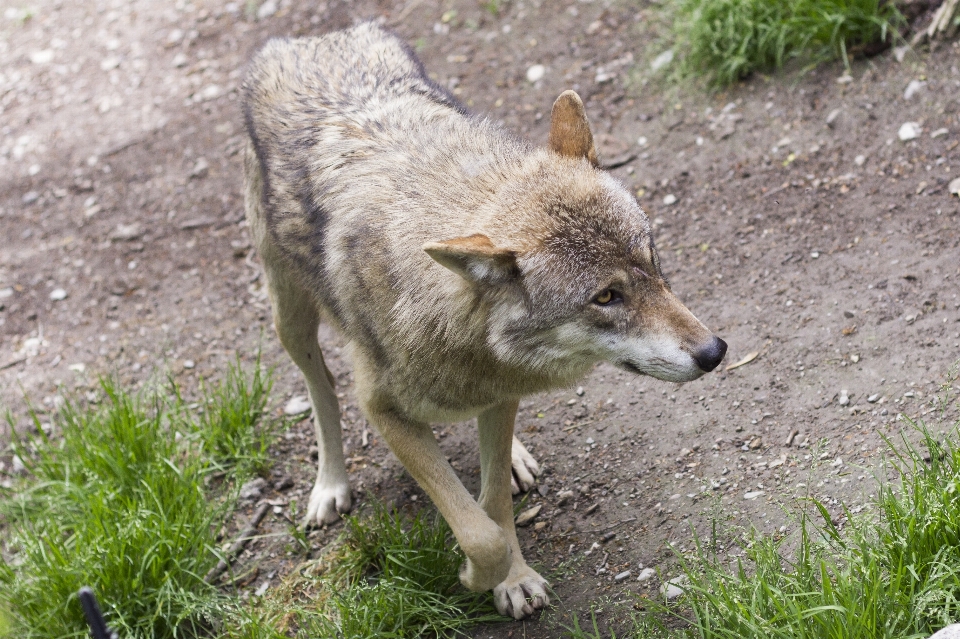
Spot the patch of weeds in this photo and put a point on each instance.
(390, 575)
(727, 40)
(120, 500)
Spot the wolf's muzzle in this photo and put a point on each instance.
(710, 356)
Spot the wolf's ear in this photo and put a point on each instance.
(475, 258)
(570, 134)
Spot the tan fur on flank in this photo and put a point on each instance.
(464, 269)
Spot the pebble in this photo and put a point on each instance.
(950, 632)
(527, 516)
(909, 131)
(253, 488)
(646, 575)
(912, 88)
(673, 588)
(297, 405)
(954, 187)
(662, 60)
(536, 72)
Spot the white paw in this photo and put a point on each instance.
(525, 468)
(327, 503)
(522, 593)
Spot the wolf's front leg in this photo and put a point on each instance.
(483, 541)
(523, 591)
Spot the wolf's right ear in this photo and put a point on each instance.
(475, 259)
(570, 134)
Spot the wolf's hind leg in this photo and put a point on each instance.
(525, 468)
(523, 591)
(296, 320)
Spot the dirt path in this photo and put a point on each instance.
(802, 229)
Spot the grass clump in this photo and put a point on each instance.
(396, 576)
(123, 500)
(727, 40)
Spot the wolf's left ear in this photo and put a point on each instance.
(570, 134)
(475, 259)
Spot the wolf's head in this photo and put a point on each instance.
(571, 273)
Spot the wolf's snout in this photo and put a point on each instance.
(710, 356)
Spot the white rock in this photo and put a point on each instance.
(42, 57)
(912, 88)
(662, 60)
(297, 405)
(109, 63)
(267, 9)
(950, 632)
(954, 186)
(646, 575)
(673, 588)
(909, 131)
(536, 72)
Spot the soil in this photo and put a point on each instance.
(803, 230)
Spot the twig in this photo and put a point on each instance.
(238, 545)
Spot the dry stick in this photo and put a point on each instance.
(241, 542)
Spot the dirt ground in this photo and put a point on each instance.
(802, 229)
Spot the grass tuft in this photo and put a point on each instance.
(121, 501)
(727, 40)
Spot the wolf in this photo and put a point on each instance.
(464, 268)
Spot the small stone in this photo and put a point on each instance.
(536, 73)
(662, 60)
(673, 588)
(912, 88)
(266, 10)
(200, 169)
(954, 187)
(909, 131)
(298, 405)
(527, 516)
(253, 488)
(646, 575)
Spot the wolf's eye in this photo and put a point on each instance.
(607, 296)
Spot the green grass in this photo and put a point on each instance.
(727, 40)
(891, 572)
(123, 498)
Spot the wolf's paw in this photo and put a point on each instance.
(522, 593)
(525, 468)
(327, 503)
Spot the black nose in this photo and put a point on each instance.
(710, 356)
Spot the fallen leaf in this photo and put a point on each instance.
(743, 362)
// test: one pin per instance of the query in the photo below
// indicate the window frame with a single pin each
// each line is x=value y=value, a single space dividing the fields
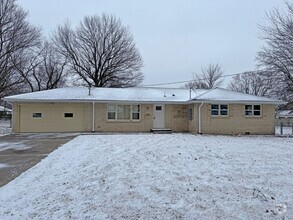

-=-=-=-=-

PROBLEM TO SOLVE:
Can you give all the entries above again with "put a point on" swapped for "place a marker on" everywhere it occurs, leaving out the pictures and changing nothing else?

EXERCISE SOLUTION:
Spot the patch of weeds in this photo and place a marker on each instance.
(390, 575)
(727, 40)
(120, 500)
Spot the wolf's muzzle in this photo and place a marker on each instance.
(710, 356)
Spot the wolf's ear in this photo and place a marker on each instance.
(475, 258)
(570, 134)
Spot the tan fur on flank in this photo and place a marker on each instance.
(464, 269)
Spot the pebble in this photo and place a marker on each instance.
(950, 632)
(527, 516)
(909, 131)
(253, 488)
(646, 575)
(912, 88)
(673, 588)
(297, 405)
(954, 187)
(662, 60)
(536, 72)
Spot the white paw in this photo and place a marker on each instance.
(525, 468)
(327, 503)
(522, 593)
Spot the wolf's front leg in this photo and place a marker on each instance.
(483, 541)
(523, 591)
Spot the wolf's right ear in this photo and place a marker on each instance.
(475, 259)
(570, 134)
Spot the wolf's hind leg in this photo and place a marker on each instance.
(525, 468)
(523, 591)
(296, 320)
Spot the dirt path in this photo and place a marker on each instance.
(802, 229)
Spot the grass clump in this photo and place a marker on each instance.
(396, 576)
(123, 500)
(727, 40)
Spot the wolf's left ear in this photo and place a marker on each instance.
(570, 134)
(475, 259)
Spot the wolf's head in this photo and place a marker on each instance.
(571, 273)
Spot the wolf's snout in this photo and place a marker on each instance.
(710, 356)
Spot the white rock in this photo and place a marker on each instance.
(42, 57)
(912, 88)
(662, 60)
(297, 405)
(109, 63)
(267, 9)
(950, 632)
(954, 186)
(646, 575)
(673, 588)
(909, 131)
(536, 72)
Spot the soil in this photo and place a marker on each instance.
(803, 230)
Spot the twig in this photo and place a marker on each instance.
(238, 545)
Spot the dry stick in this photo and place a marker on each instance.
(241, 542)
Spot the dirt ground in this photo and place a marker on each instance.
(802, 229)
Spot the grass tuft in this photo and place a marker on each instance.
(121, 501)
(727, 40)
Spot the wolf in this photo and place a marker on each instance.
(464, 268)
Spot the small stone in this photo and place a marker on each instance.
(536, 73)
(662, 60)
(673, 588)
(912, 88)
(266, 10)
(200, 169)
(954, 187)
(909, 131)
(298, 405)
(527, 516)
(253, 488)
(646, 575)
Spot the wolf's eye in this photo and place a marker on each instance.
(607, 296)
Spot the green grass in this photo and place a marker on each instance.
(727, 40)
(891, 572)
(123, 498)
Spot the wolf's paw in this photo and place a marker on each instance.
(522, 593)
(525, 468)
(327, 503)
Spot the black nose in this photo and place a marker on each instance.
(710, 356)
Spot the fallen leaf in this photo and place a marker on each instance.
(743, 362)
// test: one pin per instance of the query in the photo below
// indicate the window frame with a single pin each
// each line is x=value y=value, a single space dividing the fields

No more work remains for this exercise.